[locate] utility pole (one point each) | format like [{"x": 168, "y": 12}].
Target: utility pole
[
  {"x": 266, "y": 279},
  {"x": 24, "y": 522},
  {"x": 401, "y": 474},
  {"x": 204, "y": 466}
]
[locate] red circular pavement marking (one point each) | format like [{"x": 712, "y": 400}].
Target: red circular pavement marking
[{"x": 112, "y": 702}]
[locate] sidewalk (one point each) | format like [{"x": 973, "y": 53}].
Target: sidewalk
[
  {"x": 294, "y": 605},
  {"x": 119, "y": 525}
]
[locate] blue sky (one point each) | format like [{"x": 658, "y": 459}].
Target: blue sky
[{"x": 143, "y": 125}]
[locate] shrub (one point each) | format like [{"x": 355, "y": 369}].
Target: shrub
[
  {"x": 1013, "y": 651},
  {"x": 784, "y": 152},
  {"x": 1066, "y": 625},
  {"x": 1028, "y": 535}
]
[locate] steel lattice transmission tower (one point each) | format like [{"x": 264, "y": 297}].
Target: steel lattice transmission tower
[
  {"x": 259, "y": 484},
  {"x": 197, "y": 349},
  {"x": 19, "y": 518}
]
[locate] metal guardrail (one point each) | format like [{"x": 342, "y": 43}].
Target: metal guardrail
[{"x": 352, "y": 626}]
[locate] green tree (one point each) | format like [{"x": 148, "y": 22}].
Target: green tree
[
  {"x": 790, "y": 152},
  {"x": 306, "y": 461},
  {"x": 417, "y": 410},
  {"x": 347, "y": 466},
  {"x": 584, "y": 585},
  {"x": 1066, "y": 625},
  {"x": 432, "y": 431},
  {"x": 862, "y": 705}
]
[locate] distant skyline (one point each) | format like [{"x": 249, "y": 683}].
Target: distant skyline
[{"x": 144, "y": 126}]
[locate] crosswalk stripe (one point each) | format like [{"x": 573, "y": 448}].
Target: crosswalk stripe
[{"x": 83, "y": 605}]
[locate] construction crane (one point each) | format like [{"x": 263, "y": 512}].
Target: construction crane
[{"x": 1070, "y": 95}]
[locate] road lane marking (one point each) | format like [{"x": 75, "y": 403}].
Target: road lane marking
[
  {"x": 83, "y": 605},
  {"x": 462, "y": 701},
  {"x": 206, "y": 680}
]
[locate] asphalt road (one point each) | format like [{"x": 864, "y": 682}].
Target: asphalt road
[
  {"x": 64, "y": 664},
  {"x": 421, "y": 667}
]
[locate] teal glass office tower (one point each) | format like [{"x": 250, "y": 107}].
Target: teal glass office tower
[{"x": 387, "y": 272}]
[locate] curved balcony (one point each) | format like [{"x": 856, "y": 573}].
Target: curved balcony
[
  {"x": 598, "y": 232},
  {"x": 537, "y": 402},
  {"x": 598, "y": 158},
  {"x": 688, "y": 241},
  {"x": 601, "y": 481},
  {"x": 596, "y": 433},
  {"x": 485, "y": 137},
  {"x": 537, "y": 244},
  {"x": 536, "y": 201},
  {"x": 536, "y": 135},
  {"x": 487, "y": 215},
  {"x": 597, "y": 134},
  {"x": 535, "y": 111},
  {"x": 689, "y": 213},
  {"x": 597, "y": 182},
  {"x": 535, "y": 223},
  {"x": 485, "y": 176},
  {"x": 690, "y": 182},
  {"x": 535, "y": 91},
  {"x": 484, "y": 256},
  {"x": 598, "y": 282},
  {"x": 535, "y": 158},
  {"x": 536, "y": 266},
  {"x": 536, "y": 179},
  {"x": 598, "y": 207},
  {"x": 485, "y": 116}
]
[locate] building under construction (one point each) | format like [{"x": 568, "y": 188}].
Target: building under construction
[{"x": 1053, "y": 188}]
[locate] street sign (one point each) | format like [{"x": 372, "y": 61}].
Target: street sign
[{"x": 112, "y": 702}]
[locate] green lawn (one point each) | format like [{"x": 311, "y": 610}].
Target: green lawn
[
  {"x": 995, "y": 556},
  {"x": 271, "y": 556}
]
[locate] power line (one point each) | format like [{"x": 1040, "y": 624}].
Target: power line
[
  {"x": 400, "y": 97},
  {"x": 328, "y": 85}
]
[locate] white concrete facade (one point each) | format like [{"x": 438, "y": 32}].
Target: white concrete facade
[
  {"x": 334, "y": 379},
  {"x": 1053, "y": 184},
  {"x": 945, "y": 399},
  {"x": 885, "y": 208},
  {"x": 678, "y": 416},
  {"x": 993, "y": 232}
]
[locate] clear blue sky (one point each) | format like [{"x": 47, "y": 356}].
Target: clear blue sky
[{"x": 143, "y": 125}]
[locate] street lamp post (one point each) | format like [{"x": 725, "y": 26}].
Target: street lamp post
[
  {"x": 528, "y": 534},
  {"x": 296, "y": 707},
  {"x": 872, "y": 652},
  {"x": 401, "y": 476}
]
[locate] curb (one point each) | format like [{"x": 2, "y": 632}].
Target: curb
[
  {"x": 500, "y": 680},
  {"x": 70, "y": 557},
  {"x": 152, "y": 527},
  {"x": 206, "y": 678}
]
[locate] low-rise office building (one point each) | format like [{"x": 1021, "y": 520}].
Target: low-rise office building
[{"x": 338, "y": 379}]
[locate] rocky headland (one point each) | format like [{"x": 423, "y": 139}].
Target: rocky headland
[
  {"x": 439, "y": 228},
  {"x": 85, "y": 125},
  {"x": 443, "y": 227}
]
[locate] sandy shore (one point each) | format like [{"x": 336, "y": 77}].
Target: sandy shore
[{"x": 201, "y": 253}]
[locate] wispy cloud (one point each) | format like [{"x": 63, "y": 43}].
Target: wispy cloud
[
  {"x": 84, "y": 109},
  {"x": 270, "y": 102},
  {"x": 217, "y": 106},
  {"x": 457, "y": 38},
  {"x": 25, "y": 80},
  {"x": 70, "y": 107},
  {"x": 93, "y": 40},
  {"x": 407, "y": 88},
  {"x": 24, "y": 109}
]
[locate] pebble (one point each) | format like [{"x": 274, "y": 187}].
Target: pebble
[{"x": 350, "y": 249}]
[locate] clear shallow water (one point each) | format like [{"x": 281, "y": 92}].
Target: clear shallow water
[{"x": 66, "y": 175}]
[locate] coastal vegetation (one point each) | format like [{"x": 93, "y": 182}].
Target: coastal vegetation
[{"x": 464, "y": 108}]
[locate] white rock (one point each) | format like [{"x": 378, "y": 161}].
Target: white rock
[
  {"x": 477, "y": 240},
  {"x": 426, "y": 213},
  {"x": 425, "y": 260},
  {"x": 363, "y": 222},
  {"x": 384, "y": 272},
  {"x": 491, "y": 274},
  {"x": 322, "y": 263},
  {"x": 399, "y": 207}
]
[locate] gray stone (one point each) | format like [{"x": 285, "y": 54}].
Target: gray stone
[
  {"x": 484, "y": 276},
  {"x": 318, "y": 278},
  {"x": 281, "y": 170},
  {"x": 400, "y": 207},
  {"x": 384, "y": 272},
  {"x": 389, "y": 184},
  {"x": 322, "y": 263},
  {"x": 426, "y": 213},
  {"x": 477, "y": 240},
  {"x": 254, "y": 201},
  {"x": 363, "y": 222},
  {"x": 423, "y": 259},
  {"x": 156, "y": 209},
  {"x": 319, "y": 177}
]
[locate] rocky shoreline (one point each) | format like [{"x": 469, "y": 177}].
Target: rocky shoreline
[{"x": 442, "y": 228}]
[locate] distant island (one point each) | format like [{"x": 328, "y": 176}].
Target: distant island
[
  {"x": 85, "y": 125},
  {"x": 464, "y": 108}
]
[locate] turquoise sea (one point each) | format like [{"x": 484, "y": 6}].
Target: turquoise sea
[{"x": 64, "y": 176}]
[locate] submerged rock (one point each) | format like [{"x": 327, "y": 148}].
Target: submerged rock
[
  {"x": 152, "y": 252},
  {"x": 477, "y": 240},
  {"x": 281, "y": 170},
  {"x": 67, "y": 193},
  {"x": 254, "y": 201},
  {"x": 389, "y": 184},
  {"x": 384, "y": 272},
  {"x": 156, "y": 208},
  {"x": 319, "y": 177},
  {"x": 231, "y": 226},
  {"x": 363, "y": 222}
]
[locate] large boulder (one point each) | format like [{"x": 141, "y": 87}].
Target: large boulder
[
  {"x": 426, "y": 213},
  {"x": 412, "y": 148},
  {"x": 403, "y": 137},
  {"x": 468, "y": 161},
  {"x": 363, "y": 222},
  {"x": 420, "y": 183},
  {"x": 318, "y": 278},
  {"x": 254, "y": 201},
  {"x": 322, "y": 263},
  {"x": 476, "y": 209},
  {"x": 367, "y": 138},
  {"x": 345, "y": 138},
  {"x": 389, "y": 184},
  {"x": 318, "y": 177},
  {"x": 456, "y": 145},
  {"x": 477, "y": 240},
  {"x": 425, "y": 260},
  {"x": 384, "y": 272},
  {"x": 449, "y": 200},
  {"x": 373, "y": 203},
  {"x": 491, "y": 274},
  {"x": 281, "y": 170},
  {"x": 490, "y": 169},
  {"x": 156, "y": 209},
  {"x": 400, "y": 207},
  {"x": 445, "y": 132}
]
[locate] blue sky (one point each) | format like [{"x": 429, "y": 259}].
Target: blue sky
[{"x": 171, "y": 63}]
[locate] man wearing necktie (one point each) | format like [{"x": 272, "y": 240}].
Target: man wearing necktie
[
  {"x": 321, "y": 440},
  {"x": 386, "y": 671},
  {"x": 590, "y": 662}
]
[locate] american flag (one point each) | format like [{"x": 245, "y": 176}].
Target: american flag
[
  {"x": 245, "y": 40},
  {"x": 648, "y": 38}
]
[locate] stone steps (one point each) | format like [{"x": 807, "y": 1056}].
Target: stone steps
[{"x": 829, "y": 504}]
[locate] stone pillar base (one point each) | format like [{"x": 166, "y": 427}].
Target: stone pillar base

▶ **SET PROBLEM**: Find the line that contains "[locate] large boulder" in the listing above. Retype it and every line after it up to the last, exactly, and nothing else.

▶ **WRITTEN ANSWER**:
[locate] large boulder (one point each) | format like [{"x": 141, "y": 87}].
Target: large boulder
[
  {"x": 426, "y": 213},
  {"x": 412, "y": 148},
  {"x": 403, "y": 137},
  {"x": 468, "y": 161},
  {"x": 363, "y": 222},
  {"x": 420, "y": 183},
  {"x": 318, "y": 278},
  {"x": 254, "y": 201},
  {"x": 322, "y": 263},
  {"x": 476, "y": 209},
  {"x": 367, "y": 138},
  {"x": 345, "y": 138},
  {"x": 389, "y": 184},
  {"x": 318, "y": 177},
  {"x": 456, "y": 145},
  {"x": 477, "y": 240},
  {"x": 425, "y": 260},
  {"x": 384, "y": 272},
  {"x": 449, "y": 200},
  {"x": 373, "y": 203},
  {"x": 491, "y": 274},
  {"x": 281, "y": 170},
  {"x": 490, "y": 169},
  {"x": 156, "y": 209},
  {"x": 400, "y": 207},
  {"x": 445, "y": 132}
]
[locate] blue sky (one point each) | format like [{"x": 429, "y": 259}].
Target: blue sky
[{"x": 171, "y": 63}]
[locate] man wearing necktie (one point each) | format like [{"x": 272, "y": 240}].
Target: man wearing necktie
[
  {"x": 321, "y": 440},
  {"x": 386, "y": 671},
  {"x": 590, "y": 662}
]
[locate] american flag (one point each) | format like [{"x": 245, "y": 176}].
Target: american flag
[
  {"x": 245, "y": 40},
  {"x": 648, "y": 38}
]
[locate] stone steps (one point each) | format like [{"x": 807, "y": 1056}].
Target: stone steps
[{"x": 829, "y": 504}]
[locate] stone pillar base (one point each) | format like [{"x": 166, "y": 427}].
Target: stone pillar base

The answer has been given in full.